* _TASK BRIEF_: Your response should contain each line of the data that includes "yellow".

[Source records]
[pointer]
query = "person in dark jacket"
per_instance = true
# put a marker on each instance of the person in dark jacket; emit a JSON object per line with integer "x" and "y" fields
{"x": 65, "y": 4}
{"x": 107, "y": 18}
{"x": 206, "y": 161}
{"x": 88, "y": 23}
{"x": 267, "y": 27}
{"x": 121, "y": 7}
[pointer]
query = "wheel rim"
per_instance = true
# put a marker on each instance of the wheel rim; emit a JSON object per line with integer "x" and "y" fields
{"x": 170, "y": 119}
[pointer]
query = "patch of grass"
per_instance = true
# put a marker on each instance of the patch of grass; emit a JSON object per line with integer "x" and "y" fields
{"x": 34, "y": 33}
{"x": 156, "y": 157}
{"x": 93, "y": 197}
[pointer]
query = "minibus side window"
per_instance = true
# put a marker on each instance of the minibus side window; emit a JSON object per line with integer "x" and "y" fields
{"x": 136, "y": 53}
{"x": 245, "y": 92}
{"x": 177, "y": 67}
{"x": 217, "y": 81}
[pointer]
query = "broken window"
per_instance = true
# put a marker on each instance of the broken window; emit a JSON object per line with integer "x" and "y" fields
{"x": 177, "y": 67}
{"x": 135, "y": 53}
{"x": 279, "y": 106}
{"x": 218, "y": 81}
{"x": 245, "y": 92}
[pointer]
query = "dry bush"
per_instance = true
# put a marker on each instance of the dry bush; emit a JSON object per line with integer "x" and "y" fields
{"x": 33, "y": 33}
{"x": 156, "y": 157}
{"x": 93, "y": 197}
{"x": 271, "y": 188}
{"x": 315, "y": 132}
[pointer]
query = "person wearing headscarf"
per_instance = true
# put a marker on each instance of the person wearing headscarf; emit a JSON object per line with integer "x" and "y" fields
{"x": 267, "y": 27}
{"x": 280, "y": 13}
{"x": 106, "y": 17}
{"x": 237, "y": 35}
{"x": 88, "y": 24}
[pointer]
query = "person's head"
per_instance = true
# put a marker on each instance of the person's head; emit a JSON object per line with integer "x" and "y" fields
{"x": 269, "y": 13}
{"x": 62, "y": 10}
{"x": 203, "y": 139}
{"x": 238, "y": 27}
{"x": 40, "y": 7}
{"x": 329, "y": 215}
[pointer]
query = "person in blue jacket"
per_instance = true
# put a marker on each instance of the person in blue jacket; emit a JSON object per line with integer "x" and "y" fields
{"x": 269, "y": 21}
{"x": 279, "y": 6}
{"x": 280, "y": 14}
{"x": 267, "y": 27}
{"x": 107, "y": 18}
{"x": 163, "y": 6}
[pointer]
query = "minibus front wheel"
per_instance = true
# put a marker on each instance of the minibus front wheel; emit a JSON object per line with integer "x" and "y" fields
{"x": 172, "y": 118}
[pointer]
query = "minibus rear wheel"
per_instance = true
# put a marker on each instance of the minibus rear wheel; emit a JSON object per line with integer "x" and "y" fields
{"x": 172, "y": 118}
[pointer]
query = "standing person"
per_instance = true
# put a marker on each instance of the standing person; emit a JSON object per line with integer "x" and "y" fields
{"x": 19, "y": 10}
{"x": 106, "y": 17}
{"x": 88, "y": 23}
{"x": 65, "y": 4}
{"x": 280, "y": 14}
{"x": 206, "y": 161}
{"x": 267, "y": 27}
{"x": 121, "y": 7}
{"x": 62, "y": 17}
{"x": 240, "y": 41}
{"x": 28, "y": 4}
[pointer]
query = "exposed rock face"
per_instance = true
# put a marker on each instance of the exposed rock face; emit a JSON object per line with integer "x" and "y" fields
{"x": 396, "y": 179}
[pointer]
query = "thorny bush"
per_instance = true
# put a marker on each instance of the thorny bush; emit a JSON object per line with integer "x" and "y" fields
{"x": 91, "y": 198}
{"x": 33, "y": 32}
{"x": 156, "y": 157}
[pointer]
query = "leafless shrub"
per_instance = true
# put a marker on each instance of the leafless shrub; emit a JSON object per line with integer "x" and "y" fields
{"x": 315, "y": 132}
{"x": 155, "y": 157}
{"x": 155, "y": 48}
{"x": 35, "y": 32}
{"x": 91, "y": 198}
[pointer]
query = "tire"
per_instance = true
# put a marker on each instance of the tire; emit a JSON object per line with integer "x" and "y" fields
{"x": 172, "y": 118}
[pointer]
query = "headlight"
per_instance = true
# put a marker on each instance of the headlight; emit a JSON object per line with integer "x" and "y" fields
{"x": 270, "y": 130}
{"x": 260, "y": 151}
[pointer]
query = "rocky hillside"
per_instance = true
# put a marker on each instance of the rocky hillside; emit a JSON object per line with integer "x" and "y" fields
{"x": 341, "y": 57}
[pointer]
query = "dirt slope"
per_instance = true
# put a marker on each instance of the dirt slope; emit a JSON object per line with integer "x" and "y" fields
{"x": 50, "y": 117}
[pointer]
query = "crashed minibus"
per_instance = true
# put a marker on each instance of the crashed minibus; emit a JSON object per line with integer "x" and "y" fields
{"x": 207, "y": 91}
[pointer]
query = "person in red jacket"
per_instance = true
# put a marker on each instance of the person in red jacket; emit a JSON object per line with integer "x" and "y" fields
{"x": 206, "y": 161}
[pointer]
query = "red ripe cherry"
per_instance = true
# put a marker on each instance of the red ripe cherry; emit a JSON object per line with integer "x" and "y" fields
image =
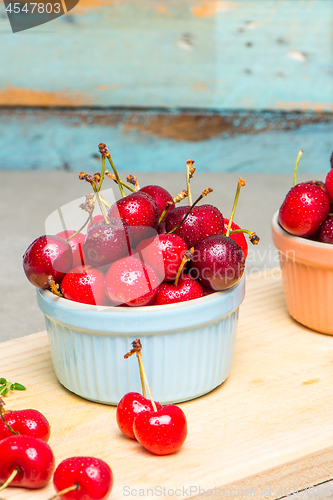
{"x": 186, "y": 289}
{"x": 218, "y": 262}
{"x": 238, "y": 237}
{"x": 140, "y": 212}
{"x": 329, "y": 184}
{"x": 84, "y": 284}
{"x": 96, "y": 218}
{"x": 161, "y": 432}
{"x": 161, "y": 196}
{"x": 325, "y": 233}
{"x": 76, "y": 245}
{"x": 26, "y": 422}
{"x": 31, "y": 457}
{"x": 129, "y": 408}
{"x": 106, "y": 243}
{"x": 164, "y": 253}
{"x": 304, "y": 209}
{"x": 47, "y": 256}
{"x": 91, "y": 478}
{"x": 129, "y": 281}
{"x": 203, "y": 221}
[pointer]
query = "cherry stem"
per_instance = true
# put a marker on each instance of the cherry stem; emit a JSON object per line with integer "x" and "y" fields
{"x": 254, "y": 238}
{"x": 100, "y": 205}
{"x": 113, "y": 177}
{"x": 180, "y": 196}
{"x": 240, "y": 184}
{"x": 146, "y": 381}
{"x": 300, "y": 152}
{"x": 102, "y": 174}
{"x": 117, "y": 176}
{"x": 134, "y": 181}
{"x": 66, "y": 490}
{"x": 137, "y": 349}
{"x": 189, "y": 174}
{"x": 204, "y": 193}
{"x": 141, "y": 368}
{"x": 187, "y": 256}
{"x": 9, "y": 427}
{"x": 10, "y": 479}
{"x": 164, "y": 211}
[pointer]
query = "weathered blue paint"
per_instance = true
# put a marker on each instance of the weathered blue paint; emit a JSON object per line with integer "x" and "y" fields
{"x": 141, "y": 141}
{"x": 214, "y": 54}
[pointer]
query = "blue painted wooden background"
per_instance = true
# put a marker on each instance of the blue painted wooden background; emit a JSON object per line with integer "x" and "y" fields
{"x": 165, "y": 80}
{"x": 215, "y": 54}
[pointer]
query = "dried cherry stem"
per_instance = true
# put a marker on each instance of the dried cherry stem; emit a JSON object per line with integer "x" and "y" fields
{"x": 54, "y": 287}
{"x": 9, "y": 427}
{"x": 102, "y": 174}
{"x": 240, "y": 184}
{"x": 180, "y": 196}
{"x": 189, "y": 174}
{"x": 101, "y": 206}
{"x": 103, "y": 149}
{"x": 164, "y": 211}
{"x": 113, "y": 177}
{"x": 204, "y": 193}
{"x": 134, "y": 181}
{"x": 187, "y": 256}
{"x": 66, "y": 490}
{"x": 254, "y": 238}
{"x": 300, "y": 152}
{"x": 10, "y": 479}
{"x": 137, "y": 349}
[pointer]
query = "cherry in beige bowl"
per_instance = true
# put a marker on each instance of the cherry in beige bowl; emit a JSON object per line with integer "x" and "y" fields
{"x": 307, "y": 275}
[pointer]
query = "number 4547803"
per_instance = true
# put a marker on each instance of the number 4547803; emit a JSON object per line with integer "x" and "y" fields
{"x": 32, "y": 7}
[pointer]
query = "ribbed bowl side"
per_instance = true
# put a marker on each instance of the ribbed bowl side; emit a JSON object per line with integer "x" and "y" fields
{"x": 309, "y": 294}
{"x": 181, "y": 365}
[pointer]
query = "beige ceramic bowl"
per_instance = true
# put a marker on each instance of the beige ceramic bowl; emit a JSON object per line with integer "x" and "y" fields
{"x": 307, "y": 274}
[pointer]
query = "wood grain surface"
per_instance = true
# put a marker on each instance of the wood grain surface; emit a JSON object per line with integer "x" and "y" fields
{"x": 208, "y": 54}
{"x": 265, "y": 432}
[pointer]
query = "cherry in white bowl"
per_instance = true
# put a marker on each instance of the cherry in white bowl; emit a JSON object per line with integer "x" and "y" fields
{"x": 188, "y": 346}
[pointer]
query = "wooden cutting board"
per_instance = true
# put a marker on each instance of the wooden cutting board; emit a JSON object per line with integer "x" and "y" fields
{"x": 267, "y": 431}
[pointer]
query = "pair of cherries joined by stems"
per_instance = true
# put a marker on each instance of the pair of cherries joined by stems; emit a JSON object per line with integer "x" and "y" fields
{"x": 27, "y": 460}
{"x": 162, "y": 430}
{"x": 142, "y": 246}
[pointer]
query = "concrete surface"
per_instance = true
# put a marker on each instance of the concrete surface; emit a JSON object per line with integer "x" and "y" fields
{"x": 30, "y": 197}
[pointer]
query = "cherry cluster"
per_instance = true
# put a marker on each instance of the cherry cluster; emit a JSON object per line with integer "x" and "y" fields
{"x": 27, "y": 460}
{"x": 307, "y": 210}
{"x": 142, "y": 250}
{"x": 162, "y": 430}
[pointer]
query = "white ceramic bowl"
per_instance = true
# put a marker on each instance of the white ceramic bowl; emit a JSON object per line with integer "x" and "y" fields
{"x": 187, "y": 348}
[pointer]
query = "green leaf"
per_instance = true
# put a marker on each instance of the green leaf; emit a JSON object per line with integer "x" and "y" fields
{"x": 19, "y": 387}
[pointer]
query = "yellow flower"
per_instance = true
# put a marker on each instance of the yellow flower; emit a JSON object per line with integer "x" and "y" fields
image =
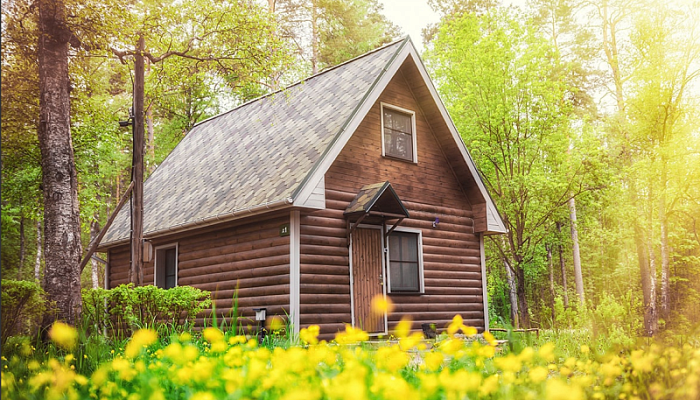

* _REPLY_:
query = "yellow flower"
# put a marker on each instance of the yellow flower; emit a JSON object per line with integer "x" and "y" fields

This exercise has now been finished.